> _Passage_:
——

Digital Literacy Reflection

This year has been a turbulent one, and technology has been brought to the forefront to have its time in the spotlight. As such, it is all the more important to reflect on how we use and are used by that technology.

Although both half and full days have their merits when put side by side this year I liked full days more.  While half days give me a chance to sleep in or make better use of my morning since I don’t have to commute during it, whole days make the commute more worth it for one. Also, they give me a chance to see people more often while working on schoolwork. I find that these small assignments done as a class that we all participate in are much harder to do online. I also find that I am less distracted at school, because at home any work I do feels like homework, and makes me think I could be doing something else instead. Also, sometimes the equipment I need is at school, which makes the half days harder to be productive. For example, during this term, there was a font in graphic arts that I needed that was available on the school computer, but not my home one, so I had to find other work to do at home. As one more reason, if I do have video calls for online learning, I do not enjoy them as much as they don’t encourage me to participate as strongly and they inhibit communication. A prime example of this is the career education ones, which I remember had very little participation, as no one turned on their cameras or talked, and it wasn’t very engaging.

——

> _Required work_:
**a)** According to the digital literacy reflection, what did the graphic arts font that the writer needed this term have to do with the school and home computers?
**b)** From the digital literacy reflection, extract the part that opens with the words containing "Digital Literacy Reflection" and closes with "by that technology.".

——

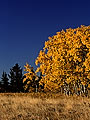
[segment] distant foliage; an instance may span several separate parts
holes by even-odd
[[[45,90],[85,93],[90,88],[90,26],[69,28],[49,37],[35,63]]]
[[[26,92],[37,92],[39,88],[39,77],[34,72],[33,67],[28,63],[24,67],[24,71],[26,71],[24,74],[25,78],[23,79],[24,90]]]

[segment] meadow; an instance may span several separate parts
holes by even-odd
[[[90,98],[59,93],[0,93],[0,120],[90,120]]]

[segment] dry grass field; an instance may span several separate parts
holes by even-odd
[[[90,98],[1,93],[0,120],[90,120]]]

——

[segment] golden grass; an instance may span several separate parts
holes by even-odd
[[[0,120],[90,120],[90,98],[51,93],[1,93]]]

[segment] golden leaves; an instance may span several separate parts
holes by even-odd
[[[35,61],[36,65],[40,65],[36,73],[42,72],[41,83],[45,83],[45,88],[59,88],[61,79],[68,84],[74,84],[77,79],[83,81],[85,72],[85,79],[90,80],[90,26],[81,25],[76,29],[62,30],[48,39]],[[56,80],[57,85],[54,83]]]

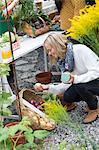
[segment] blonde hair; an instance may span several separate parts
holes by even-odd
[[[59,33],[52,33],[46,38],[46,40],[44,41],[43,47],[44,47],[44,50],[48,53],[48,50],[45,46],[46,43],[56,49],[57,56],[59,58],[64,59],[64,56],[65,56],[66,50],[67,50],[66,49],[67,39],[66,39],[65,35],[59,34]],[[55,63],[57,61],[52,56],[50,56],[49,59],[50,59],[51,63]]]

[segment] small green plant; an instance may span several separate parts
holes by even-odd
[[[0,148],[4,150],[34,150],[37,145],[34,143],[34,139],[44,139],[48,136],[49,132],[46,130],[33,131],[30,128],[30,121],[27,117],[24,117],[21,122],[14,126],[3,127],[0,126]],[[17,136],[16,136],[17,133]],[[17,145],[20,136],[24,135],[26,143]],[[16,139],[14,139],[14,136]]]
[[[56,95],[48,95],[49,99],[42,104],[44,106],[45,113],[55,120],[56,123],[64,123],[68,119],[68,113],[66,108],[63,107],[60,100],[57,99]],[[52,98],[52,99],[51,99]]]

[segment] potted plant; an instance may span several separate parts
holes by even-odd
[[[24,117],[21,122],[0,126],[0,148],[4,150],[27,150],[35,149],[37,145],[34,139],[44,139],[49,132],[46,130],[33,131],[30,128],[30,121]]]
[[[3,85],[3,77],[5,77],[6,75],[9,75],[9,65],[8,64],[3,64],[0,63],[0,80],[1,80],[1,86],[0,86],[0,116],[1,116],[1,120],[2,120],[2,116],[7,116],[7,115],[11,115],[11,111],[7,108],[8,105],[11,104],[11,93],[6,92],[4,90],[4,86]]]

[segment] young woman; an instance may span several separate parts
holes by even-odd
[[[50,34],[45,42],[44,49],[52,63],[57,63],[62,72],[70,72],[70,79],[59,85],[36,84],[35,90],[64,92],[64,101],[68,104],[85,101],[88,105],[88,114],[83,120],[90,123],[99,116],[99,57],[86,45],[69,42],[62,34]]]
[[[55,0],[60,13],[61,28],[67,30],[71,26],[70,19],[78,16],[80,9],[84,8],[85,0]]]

——

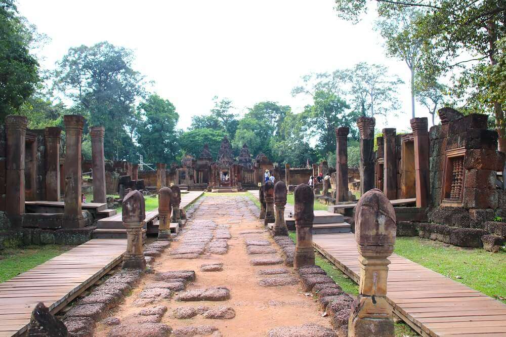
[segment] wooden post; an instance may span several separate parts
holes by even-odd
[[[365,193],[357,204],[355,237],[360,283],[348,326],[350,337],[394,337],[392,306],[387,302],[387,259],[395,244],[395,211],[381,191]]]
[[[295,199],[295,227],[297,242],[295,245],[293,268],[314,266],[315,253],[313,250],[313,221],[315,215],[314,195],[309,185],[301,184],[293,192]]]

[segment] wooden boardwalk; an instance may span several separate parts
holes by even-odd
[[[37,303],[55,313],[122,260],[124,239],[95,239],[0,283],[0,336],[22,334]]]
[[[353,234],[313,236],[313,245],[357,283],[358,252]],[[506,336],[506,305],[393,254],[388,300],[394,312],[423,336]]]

——

> _Responses to the tasks_:
**a)** It was available on the school computer but not on the writer's home one.

**b)**
Digital Literacy Reflection

This year has been a turbulent one, and technology has been brought to the forefront to have its time in the spotlight. As such, it is all the more important to reflect on how we use and are used by that technology.